_Directions for this task_
Everything from the line containing "of the green" to the final line of the records below should be given again exactly, and nothing else.

_Material to process_
******************************

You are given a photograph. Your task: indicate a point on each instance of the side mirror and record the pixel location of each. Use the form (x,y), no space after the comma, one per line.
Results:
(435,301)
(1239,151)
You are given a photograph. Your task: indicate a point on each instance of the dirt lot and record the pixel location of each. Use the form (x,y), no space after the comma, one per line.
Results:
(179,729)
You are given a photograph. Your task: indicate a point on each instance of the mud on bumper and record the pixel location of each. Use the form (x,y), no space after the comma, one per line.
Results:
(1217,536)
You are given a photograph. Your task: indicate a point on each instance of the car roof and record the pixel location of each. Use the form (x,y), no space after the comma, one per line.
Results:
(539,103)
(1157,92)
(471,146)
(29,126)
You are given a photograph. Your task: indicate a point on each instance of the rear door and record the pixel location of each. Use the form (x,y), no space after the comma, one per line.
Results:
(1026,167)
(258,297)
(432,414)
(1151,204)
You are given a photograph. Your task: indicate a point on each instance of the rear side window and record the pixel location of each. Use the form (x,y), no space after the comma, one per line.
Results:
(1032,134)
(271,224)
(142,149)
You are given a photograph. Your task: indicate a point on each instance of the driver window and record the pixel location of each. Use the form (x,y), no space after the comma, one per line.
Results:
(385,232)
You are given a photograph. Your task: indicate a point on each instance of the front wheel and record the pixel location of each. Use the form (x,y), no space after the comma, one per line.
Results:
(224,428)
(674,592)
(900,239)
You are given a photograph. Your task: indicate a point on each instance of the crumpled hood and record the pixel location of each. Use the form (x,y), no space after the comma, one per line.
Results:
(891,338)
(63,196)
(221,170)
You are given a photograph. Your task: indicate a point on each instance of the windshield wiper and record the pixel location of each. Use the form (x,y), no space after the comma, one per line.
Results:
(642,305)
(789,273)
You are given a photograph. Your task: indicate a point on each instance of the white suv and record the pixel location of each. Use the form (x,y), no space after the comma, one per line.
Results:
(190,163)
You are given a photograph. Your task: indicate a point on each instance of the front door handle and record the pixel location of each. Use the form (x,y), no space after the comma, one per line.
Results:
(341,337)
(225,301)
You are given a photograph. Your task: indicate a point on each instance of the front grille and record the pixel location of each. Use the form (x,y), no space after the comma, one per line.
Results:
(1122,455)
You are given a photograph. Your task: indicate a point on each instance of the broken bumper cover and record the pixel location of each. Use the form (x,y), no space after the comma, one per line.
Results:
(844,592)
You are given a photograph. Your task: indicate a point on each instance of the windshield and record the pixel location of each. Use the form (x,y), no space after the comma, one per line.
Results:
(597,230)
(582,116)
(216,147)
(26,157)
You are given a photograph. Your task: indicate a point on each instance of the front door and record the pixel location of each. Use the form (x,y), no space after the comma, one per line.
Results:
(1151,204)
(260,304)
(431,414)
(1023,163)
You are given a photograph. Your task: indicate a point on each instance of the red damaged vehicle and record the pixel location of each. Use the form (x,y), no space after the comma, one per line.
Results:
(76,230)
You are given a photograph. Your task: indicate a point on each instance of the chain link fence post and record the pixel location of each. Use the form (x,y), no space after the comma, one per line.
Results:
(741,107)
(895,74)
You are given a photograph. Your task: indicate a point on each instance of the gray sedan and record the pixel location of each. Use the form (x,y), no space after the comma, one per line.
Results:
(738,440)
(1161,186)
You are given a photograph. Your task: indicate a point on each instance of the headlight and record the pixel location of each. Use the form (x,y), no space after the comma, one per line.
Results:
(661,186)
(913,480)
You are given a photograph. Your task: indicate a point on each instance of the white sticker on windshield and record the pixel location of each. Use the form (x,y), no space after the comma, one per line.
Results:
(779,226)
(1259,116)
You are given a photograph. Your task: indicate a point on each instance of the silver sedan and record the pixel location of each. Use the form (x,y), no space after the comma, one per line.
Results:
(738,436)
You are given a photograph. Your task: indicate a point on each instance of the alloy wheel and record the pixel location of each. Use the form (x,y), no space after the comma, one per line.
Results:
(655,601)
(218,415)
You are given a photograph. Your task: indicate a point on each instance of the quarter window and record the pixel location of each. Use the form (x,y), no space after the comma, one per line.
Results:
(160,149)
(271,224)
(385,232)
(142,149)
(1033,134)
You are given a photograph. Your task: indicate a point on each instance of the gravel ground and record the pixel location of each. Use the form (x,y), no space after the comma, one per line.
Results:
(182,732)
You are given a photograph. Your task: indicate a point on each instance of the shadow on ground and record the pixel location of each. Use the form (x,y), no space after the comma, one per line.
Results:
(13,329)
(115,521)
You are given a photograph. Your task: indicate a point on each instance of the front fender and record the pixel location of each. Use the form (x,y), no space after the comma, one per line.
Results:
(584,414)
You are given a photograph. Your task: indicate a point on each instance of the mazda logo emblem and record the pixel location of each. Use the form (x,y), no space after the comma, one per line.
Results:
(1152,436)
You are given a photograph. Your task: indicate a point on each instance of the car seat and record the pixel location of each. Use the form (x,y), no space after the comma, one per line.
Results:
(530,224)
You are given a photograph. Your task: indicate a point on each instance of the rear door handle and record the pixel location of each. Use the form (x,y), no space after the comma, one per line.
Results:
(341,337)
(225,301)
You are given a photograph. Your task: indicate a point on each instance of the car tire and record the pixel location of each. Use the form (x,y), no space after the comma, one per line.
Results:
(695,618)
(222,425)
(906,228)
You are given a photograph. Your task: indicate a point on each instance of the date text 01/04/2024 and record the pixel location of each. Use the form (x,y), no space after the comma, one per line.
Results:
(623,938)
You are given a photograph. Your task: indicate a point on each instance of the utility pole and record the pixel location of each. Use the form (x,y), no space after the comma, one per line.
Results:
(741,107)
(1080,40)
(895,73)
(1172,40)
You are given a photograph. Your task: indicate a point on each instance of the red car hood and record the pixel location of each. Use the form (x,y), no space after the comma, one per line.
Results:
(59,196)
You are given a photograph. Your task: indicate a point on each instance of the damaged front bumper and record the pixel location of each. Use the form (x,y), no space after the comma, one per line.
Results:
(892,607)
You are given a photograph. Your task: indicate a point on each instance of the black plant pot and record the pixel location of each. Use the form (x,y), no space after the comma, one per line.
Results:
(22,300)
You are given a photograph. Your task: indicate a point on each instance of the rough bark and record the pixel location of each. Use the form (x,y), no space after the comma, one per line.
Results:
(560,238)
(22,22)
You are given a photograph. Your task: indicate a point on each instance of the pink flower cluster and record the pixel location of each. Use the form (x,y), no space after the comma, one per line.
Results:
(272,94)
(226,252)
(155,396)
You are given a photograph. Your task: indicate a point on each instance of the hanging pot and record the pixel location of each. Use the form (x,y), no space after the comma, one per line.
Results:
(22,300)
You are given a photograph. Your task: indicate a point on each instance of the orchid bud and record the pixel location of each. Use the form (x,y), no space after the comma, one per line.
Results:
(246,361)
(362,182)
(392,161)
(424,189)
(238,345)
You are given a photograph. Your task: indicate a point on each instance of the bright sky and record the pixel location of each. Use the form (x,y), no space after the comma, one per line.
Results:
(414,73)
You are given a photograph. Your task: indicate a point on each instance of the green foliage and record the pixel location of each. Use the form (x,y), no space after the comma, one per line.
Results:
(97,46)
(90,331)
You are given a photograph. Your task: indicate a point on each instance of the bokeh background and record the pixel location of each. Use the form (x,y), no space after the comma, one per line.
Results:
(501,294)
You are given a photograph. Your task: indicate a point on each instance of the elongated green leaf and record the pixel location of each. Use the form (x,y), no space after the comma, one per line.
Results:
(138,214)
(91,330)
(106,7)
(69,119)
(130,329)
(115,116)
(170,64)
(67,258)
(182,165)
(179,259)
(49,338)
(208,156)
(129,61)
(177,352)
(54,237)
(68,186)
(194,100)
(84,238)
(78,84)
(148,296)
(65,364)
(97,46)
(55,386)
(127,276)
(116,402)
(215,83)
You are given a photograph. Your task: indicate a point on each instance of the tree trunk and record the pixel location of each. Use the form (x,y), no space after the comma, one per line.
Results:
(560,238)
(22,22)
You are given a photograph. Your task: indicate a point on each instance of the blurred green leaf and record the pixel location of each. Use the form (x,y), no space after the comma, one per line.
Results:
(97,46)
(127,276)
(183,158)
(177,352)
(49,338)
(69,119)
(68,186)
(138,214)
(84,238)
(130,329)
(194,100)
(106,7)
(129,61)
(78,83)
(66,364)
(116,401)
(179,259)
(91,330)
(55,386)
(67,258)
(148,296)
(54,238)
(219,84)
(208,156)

******************************

_Task response_
You are given a photograph. Your task: indicate a point on each instance of the green foliage and record the pixel location of each. Use the form (x,y), no space after the comma, one per line.
Results:
(97,46)
(90,331)
You are given a photograph. Your task: indicate a point on each instance of the bokeh background and record the pixel location of each. Use the form (x,y), no space after the comma, one per line.
Results:
(501,294)
You are given a photograph. Your task: indicate a point on each instance of the elongated green leaf and record the pixel location of each. Use the form (x,y), no space after the comma, one per line.
Results:
(138,214)
(91,330)
(106,7)
(69,119)
(130,329)
(115,116)
(170,64)
(67,258)
(182,165)
(179,259)
(49,338)
(208,156)
(129,61)
(177,352)
(54,237)
(68,186)
(194,100)
(84,238)
(78,84)
(148,296)
(65,364)
(97,46)
(55,386)
(127,276)
(116,402)
(215,83)
You are given a photograph. Your task: indicate a point on each instance of the tree trunk and record the pixel location of each. Use the form (x,y), no space after the comma, one per line.
Results:
(560,238)
(22,22)
You are given a photograph. Your task: indicate a point on each instance of the blurred green leaf and record the pixel location of each. Use the form (x,y), no space after the comma, one per line.
Results:
(97,46)
(127,276)
(183,158)
(177,352)
(49,338)
(69,119)
(68,186)
(138,214)
(84,238)
(130,329)
(194,100)
(106,7)
(129,61)
(78,83)
(66,364)
(116,401)
(179,259)
(91,330)
(55,386)
(67,258)
(148,296)
(54,238)
(219,84)
(208,156)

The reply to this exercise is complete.